Requirement
Transcribe all of the data below word for word, keeping every line unchanged.

___ Dataset rows ___

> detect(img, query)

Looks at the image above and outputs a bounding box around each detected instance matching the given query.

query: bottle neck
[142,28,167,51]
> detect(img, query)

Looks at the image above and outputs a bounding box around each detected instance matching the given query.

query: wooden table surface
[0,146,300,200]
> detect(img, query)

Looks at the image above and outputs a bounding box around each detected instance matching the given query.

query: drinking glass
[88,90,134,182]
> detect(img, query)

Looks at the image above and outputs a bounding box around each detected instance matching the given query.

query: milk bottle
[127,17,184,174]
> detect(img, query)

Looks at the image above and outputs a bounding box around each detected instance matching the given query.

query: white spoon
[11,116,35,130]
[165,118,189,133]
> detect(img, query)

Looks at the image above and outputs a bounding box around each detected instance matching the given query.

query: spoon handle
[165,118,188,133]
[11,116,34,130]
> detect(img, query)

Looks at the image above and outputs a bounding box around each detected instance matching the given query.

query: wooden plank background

___

Exercise answer
> detect(img, query)

Looks at the image above and outputs a bounding box around each detected instance matching the given query.

query: bottle neck
[142,28,167,51]
> detect(img, query)

Looks at the image above and outputs a bounding box around each detected instance matching the given query.

query: wooden table surface
[0,146,300,200]
> detect(img, query)

Looks at the image above and outputs a bounding box around each detected instance matching the given query.

query: drinking glass
[88,90,134,182]
> detect(img, query)

Looks at the image above and outputs a bounding box around each detected instance matching the given query.

query: milk bottle
[127,17,184,174]
> detect(img, query)

Looks at the image above and outputs a bounding box around each detected instance matching the given query.

query: white spoon
[11,116,35,130]
[165,118,189,133]
> detect(img, query)

Looks at the image above and outputs a bounding box around each detected instance matching the given query.

query: spoon handle
[165,118,188,133]
[11,116,34,130]
> detect(img, query)

Looks at the image above and outputs a bounding box around each detected instance matching the given query.

query: wooden plank background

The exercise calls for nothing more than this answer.